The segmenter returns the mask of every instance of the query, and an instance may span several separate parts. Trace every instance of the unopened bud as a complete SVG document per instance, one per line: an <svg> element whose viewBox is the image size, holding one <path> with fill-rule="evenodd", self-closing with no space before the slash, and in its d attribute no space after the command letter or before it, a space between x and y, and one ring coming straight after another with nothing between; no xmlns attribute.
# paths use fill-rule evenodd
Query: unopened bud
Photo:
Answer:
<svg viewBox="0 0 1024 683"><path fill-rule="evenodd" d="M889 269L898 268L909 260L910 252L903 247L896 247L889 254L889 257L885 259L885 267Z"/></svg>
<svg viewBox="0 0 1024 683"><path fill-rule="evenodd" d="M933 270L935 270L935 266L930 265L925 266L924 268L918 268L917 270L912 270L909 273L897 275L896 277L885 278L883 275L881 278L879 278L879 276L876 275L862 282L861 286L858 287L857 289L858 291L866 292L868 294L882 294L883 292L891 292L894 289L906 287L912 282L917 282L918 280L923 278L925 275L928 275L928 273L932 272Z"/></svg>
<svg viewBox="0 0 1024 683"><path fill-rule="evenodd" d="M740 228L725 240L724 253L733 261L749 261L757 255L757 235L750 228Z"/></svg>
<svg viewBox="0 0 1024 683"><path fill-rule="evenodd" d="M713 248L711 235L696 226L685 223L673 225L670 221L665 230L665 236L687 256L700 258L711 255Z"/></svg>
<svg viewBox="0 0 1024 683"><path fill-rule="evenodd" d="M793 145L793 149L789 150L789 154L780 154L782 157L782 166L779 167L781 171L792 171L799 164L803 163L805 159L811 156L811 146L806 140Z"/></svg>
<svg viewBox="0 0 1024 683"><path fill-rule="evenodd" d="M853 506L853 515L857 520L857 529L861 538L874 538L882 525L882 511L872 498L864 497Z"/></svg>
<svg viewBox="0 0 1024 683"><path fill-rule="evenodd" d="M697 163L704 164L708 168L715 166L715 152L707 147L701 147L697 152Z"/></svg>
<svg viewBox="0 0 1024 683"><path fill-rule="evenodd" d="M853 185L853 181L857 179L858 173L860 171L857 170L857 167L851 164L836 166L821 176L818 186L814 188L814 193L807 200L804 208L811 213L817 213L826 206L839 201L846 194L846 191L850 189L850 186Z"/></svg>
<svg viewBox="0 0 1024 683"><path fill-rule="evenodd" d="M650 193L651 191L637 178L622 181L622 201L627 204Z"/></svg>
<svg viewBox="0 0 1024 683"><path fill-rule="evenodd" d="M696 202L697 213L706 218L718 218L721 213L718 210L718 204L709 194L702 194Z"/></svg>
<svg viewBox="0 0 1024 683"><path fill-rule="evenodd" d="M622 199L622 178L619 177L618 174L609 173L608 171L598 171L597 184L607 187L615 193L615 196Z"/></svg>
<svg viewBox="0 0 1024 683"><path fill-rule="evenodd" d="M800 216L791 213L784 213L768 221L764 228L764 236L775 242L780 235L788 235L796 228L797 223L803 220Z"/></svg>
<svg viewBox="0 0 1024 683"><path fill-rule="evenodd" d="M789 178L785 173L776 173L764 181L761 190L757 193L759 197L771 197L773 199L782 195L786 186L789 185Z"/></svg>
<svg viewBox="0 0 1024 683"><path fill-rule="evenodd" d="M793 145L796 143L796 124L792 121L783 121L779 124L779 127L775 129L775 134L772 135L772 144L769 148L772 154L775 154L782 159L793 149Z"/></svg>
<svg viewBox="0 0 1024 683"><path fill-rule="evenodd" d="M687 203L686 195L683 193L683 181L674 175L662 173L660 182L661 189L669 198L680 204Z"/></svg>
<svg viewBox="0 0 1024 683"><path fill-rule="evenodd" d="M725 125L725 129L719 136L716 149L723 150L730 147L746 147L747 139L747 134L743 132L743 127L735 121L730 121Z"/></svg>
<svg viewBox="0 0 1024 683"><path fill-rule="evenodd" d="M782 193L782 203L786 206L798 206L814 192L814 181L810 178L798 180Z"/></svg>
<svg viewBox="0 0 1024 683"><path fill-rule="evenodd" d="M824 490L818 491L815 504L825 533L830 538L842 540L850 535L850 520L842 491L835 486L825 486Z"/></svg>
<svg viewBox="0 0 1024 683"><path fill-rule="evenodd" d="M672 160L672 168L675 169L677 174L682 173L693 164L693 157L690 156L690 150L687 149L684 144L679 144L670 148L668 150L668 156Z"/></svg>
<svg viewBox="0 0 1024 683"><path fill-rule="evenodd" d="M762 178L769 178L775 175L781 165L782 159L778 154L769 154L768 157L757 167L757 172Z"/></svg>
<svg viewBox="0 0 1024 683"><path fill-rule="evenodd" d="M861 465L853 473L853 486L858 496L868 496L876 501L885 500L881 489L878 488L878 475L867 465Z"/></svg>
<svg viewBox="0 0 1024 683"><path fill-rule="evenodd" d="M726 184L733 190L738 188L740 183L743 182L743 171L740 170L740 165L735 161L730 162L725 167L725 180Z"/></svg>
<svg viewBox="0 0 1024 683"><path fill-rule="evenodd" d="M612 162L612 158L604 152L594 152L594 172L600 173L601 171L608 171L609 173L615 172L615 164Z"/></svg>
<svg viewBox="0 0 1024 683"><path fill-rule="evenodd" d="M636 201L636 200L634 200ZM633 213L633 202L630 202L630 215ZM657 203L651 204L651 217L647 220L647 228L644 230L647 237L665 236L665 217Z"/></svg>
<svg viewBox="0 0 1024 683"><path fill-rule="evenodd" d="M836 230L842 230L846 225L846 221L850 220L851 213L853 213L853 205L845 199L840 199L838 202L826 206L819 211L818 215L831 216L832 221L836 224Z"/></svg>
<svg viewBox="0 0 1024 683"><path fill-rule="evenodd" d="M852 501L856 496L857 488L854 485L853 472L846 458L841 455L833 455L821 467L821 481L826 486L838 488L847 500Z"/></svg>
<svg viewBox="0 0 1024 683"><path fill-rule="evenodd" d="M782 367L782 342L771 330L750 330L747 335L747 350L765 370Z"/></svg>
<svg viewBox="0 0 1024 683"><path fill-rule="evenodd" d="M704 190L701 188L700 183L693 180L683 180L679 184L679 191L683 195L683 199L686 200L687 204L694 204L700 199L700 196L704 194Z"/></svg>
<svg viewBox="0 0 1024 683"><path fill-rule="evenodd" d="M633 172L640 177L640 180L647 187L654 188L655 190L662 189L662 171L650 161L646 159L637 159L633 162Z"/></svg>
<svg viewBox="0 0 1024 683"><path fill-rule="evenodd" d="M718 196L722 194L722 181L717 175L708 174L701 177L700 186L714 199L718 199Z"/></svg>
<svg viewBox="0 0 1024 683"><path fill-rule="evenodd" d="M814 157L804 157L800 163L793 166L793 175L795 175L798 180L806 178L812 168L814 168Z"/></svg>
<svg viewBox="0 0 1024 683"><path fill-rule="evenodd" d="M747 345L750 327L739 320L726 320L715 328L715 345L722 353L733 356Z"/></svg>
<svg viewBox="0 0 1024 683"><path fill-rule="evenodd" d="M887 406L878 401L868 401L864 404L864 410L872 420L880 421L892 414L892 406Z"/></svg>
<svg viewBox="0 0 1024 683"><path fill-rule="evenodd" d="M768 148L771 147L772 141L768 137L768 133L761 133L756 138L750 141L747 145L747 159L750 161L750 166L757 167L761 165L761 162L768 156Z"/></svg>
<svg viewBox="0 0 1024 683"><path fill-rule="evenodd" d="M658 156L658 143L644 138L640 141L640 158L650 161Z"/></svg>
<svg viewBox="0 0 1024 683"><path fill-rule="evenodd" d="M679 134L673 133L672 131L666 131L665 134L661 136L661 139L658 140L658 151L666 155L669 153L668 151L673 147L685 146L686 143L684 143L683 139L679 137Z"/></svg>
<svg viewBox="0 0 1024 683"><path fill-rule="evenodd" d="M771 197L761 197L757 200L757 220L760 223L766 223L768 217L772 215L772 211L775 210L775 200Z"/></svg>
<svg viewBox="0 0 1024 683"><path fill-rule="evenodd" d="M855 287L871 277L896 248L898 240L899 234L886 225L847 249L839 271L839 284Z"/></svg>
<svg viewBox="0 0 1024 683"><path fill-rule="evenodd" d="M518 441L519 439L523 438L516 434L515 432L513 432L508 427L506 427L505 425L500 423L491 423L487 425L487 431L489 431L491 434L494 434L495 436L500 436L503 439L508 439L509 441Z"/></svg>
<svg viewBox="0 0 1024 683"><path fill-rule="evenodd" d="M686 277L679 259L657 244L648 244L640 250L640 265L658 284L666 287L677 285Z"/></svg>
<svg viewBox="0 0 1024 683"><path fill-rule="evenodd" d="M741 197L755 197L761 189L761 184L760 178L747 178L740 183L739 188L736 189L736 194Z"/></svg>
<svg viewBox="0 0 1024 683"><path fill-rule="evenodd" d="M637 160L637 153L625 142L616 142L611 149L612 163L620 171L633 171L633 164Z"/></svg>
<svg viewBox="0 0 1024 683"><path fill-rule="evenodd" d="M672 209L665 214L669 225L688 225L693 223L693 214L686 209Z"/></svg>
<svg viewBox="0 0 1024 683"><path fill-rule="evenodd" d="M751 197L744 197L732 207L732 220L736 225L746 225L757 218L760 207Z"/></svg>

★ ★ ★ ★

**What this task involves:** Check each line of the data for "unopened". Copy the lines where it turns up.

**Solved problem:**
The segmenter returns the mask of every instance of the query, and an instance may span several separate parts. Trace every instance of the unopened bud as a complete SVG document per instance, one per line: an <svg> element whose viewBox is the image size, holding one <path> with fill-rule="evenodd", self-closing with no space before the slash, and in its d attribute no space after the command letter or before it, a space between x and y, and one ring coming straight after another with nothing between; no xmlns attribute.
Query: unopened bud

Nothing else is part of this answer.